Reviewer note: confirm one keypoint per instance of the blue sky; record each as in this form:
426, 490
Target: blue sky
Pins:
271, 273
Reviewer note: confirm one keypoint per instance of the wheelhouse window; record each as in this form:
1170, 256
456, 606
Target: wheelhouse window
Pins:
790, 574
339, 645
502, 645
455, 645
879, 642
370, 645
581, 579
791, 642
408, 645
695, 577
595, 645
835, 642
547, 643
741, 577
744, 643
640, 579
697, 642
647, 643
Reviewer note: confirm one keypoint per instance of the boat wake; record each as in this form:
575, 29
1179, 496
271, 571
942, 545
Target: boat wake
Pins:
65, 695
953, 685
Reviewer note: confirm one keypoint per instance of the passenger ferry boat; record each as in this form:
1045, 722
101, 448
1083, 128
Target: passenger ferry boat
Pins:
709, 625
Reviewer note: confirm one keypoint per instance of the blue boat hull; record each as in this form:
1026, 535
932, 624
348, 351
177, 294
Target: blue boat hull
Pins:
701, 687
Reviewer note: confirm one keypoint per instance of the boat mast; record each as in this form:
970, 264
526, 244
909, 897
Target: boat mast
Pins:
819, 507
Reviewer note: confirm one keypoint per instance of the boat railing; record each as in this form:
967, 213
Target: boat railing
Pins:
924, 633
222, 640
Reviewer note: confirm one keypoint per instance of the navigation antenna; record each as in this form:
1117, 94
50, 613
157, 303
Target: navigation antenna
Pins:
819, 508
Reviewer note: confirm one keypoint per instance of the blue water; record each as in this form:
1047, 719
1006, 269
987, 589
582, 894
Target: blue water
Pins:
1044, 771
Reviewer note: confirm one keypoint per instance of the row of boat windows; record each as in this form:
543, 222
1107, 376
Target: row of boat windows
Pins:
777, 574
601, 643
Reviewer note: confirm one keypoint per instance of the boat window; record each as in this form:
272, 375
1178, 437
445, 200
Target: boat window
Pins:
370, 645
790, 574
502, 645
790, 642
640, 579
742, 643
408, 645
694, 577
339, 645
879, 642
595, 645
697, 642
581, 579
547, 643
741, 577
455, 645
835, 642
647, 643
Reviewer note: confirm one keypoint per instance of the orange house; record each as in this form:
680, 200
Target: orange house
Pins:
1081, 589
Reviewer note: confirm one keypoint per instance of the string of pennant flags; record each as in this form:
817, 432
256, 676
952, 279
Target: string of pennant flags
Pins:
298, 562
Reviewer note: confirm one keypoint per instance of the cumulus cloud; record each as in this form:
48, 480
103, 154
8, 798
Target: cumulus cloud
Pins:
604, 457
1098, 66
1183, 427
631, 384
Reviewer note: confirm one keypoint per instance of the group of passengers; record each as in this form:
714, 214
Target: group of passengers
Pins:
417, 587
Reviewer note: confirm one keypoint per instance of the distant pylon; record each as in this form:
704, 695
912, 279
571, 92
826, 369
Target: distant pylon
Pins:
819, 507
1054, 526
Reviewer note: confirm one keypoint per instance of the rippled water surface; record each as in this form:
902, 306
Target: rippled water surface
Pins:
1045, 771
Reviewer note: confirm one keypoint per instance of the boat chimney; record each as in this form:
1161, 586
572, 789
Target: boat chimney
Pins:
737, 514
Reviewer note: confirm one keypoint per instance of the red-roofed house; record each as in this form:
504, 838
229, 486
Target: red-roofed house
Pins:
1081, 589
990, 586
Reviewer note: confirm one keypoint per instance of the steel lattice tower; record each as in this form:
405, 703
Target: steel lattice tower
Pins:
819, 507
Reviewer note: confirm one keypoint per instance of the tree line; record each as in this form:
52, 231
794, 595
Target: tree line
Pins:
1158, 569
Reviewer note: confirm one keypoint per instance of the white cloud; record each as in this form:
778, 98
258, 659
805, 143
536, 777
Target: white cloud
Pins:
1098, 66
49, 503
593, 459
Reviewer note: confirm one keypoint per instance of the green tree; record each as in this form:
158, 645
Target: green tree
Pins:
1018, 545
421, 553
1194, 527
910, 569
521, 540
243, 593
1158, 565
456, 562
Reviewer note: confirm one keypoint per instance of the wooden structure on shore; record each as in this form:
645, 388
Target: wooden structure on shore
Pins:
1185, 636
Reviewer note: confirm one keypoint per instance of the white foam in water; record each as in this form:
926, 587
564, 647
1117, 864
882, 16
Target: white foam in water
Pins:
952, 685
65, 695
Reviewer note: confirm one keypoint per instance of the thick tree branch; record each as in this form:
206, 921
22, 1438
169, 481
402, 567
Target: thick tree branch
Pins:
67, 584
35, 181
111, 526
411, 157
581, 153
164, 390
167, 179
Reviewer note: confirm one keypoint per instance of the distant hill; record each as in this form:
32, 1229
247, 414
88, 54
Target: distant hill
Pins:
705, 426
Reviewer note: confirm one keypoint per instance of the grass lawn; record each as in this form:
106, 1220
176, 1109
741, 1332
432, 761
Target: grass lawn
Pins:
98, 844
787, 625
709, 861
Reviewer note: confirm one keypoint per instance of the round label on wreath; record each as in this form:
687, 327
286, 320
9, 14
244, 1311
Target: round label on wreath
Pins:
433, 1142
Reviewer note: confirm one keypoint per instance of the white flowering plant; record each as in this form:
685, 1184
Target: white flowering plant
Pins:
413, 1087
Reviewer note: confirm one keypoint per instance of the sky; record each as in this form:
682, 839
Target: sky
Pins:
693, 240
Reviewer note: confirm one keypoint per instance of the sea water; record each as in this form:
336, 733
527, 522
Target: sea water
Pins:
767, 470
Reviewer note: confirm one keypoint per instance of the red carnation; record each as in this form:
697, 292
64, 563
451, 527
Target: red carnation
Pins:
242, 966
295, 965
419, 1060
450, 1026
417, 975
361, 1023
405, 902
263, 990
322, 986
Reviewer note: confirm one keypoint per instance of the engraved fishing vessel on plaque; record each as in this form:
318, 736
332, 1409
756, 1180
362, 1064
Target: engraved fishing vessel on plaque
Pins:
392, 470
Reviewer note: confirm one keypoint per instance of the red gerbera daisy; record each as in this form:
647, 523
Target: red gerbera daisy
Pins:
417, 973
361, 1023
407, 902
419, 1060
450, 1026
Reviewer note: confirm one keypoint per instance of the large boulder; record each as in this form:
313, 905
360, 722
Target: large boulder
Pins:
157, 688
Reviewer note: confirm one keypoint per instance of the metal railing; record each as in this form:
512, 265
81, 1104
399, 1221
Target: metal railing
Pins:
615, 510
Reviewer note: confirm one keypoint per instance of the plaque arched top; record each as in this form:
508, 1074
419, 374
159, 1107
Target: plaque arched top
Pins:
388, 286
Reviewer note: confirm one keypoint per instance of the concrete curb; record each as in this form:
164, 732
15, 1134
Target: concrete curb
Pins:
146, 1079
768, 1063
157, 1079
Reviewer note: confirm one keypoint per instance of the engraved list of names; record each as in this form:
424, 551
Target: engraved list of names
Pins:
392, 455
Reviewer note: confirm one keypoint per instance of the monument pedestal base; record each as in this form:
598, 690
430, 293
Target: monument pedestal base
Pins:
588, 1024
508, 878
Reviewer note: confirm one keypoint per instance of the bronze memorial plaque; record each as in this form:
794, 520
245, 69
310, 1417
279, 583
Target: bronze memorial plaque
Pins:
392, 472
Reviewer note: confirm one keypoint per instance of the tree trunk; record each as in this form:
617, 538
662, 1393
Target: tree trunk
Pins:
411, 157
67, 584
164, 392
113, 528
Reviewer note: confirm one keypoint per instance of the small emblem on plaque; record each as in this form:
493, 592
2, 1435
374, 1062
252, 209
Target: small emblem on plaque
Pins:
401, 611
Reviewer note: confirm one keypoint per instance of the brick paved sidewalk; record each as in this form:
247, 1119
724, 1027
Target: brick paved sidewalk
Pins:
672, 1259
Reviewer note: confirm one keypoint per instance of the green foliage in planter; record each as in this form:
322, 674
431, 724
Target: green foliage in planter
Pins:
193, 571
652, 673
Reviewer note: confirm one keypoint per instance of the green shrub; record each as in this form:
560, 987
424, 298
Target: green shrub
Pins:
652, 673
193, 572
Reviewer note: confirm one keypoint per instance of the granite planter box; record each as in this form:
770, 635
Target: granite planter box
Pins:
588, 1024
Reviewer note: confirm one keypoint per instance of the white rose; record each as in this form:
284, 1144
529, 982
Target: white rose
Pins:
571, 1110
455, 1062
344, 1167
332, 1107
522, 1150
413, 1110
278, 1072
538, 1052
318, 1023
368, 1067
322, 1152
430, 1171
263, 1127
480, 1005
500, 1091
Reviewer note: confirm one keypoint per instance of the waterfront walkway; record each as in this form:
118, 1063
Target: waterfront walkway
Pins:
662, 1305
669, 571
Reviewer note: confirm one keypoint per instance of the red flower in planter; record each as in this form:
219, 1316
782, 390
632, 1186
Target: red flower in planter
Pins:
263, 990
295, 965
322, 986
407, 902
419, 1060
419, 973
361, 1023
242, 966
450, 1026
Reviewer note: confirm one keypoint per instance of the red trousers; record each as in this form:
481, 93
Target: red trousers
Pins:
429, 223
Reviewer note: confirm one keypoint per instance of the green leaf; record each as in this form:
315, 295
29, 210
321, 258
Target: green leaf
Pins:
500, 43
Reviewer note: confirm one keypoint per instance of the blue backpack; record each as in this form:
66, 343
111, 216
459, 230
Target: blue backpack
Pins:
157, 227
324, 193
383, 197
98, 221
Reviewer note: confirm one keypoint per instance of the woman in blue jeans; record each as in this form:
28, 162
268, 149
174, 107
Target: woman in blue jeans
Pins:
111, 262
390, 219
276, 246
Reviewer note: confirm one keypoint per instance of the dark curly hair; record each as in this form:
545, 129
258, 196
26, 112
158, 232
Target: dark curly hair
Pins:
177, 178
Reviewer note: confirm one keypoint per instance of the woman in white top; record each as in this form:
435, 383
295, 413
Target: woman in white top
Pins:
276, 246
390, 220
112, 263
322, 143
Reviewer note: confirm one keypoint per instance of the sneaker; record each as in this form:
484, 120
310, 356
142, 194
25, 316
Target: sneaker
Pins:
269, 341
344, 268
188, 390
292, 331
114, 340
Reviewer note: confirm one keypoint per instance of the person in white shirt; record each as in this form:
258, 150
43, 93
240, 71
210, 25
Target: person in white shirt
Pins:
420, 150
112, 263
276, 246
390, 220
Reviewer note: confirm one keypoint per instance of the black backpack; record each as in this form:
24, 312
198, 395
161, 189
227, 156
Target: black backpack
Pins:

• [Activity]:
Gather every line from the entries above where the word "gerbera" appears, and copy them.

• [Response to the exercise]:
Reviewer note: confirm one keypoint per instance of the red gerbera daisy; record each as in this form:
Target: red gerbera daisy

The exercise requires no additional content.